What is being asked: Set down exactly the lines below, starting at the one that contains "point(396, 177)" and ending at the one that contains "point(350, 170)", with both of those lines included and nothing else.

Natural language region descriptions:

▽

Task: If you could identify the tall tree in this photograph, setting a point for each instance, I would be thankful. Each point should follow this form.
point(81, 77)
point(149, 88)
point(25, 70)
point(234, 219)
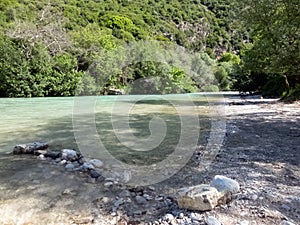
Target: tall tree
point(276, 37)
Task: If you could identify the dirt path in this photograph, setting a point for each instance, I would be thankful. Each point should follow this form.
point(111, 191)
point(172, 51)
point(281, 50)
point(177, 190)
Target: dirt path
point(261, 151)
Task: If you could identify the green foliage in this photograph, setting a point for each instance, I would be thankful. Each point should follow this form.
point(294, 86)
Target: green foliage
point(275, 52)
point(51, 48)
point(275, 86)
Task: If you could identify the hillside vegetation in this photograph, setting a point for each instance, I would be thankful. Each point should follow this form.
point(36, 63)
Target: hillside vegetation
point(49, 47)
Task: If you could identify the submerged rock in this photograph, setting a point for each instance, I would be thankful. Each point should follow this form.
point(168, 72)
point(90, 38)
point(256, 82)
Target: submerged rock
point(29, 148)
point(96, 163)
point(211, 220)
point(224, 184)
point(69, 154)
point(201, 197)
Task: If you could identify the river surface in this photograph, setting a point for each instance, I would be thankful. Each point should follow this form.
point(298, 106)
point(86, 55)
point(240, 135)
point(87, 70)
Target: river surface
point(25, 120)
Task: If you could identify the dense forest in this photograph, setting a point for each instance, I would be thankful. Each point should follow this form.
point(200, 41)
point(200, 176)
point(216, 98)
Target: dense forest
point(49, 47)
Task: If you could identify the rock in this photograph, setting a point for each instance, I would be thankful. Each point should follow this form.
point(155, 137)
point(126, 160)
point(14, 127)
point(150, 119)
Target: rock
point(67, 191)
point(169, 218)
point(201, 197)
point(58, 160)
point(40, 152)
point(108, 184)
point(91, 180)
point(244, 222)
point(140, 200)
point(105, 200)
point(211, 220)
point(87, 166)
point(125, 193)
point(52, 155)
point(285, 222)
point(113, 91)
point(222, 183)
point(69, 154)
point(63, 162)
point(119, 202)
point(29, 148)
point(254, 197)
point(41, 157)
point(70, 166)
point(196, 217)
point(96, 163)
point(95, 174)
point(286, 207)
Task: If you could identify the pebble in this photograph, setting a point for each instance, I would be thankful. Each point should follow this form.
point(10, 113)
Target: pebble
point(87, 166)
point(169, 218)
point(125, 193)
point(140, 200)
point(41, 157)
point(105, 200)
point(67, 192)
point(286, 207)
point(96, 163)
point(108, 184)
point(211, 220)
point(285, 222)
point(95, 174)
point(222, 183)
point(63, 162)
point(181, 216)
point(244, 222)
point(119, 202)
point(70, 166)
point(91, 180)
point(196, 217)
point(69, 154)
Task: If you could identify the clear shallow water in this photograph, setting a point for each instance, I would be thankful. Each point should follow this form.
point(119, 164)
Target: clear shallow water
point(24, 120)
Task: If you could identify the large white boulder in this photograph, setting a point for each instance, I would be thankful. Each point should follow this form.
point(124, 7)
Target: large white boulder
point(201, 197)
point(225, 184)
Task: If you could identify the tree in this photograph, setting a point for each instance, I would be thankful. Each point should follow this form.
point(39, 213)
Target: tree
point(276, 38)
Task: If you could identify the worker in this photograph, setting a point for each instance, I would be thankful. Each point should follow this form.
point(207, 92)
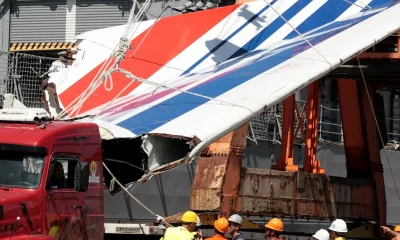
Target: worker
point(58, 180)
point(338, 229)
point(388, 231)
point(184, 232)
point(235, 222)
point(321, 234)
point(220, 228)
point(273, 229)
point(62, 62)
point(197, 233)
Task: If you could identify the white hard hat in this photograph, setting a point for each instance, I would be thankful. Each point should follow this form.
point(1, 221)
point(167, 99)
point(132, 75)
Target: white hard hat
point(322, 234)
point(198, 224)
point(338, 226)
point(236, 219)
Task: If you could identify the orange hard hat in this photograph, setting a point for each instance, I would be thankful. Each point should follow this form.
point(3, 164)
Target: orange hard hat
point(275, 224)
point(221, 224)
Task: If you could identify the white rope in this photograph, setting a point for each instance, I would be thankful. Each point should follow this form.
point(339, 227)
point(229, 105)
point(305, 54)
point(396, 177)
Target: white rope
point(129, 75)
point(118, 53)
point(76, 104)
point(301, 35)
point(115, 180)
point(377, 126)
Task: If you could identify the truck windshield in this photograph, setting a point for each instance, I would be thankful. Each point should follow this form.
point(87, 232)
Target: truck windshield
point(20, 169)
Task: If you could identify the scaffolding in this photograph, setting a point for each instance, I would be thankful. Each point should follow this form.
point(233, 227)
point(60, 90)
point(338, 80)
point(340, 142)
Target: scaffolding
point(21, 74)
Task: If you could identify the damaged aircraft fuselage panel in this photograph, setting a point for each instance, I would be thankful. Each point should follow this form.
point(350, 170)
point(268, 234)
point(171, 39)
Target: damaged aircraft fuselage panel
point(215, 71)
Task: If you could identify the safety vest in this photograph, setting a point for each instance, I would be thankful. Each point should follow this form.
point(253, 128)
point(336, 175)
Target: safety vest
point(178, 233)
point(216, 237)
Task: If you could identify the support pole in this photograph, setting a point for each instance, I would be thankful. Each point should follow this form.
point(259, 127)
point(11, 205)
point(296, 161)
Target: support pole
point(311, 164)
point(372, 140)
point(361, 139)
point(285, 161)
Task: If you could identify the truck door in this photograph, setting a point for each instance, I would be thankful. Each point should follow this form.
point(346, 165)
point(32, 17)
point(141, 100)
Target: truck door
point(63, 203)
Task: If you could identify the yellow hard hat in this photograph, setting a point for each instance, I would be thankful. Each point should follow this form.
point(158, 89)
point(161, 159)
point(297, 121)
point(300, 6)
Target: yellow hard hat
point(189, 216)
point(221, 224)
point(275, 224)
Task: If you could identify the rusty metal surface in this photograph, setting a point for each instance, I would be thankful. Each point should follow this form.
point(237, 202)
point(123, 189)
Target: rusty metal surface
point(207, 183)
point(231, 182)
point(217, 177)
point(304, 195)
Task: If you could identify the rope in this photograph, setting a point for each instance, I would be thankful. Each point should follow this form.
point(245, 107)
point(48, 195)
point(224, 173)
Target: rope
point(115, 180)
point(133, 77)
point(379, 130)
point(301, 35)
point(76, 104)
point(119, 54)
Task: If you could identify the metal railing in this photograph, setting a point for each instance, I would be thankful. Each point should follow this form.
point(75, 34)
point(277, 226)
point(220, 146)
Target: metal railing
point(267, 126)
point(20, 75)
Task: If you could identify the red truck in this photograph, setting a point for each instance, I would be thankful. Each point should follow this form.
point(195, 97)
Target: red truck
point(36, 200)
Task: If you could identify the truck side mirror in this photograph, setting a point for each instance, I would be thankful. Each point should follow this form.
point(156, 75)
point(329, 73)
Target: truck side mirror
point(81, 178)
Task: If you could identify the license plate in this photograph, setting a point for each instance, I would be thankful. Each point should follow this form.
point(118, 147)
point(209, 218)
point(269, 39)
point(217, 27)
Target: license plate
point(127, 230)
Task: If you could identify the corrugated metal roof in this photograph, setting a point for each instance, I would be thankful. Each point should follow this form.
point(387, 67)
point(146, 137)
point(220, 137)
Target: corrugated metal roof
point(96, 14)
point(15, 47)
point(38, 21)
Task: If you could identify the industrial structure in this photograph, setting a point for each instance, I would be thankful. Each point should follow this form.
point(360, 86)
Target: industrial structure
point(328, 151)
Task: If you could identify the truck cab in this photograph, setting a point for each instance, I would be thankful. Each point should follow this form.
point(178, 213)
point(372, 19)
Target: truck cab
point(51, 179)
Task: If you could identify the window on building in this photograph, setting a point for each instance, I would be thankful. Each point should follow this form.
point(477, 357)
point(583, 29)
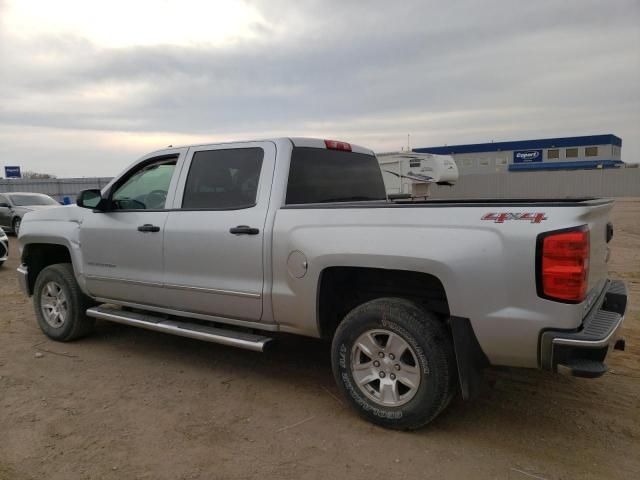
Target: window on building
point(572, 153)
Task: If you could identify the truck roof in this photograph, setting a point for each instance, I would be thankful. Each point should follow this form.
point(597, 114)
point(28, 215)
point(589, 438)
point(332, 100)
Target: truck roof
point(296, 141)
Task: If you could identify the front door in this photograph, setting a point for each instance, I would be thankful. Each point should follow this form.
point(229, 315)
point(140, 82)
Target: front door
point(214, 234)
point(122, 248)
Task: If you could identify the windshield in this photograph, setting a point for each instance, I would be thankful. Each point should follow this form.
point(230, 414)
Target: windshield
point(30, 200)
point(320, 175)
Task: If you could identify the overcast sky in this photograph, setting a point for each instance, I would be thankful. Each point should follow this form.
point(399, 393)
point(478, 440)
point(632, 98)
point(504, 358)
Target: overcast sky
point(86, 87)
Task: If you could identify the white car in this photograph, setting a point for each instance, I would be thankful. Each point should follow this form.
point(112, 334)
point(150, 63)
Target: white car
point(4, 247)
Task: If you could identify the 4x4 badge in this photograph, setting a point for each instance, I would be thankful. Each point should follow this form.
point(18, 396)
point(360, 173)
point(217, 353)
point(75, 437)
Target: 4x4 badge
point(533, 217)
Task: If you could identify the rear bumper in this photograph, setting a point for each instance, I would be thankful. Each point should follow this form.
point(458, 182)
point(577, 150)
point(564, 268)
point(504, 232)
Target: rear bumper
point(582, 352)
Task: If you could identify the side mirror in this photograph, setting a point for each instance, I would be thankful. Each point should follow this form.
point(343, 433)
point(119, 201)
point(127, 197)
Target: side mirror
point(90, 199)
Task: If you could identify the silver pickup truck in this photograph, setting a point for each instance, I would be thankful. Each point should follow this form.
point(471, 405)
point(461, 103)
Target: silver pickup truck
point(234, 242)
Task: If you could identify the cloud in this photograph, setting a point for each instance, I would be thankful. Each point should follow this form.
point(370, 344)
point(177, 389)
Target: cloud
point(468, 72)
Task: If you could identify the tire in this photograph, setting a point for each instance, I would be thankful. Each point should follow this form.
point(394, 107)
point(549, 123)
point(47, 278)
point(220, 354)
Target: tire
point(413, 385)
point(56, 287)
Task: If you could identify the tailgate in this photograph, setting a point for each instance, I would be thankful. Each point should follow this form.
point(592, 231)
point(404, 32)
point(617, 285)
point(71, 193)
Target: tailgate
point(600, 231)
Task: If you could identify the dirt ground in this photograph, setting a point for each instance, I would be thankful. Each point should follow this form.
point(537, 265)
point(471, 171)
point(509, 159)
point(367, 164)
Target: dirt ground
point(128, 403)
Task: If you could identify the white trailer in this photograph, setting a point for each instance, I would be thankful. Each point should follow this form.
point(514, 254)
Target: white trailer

△

Solution:
point(396, 177)
Target: white rope
point(129, 75)
point(118, 53)
point(76, 104)
point(301, 35)
point(115, 180)
point(377, 126)
Task: If you could identify the truck windshield in this photograph, setting a point for each instance, I would be thankful. Each point should follow this form.
point(87, 232)
Target: truck windshield
point(20, 169)
Task: If you could identify the scaffolding in this photograph, setting a point for each instance, I would be thankful. Each point should follow this form.
point(233, 227)
point(60, 90)
point(338, 80)
point(340, 142)
Target: scaffolding
point(21, 74)
Task: If you could identify the damaged aircraft fuselage panel in this photograph, setting a point for each instance, I would be thankful. Each point should follow this form.
point(350, 170)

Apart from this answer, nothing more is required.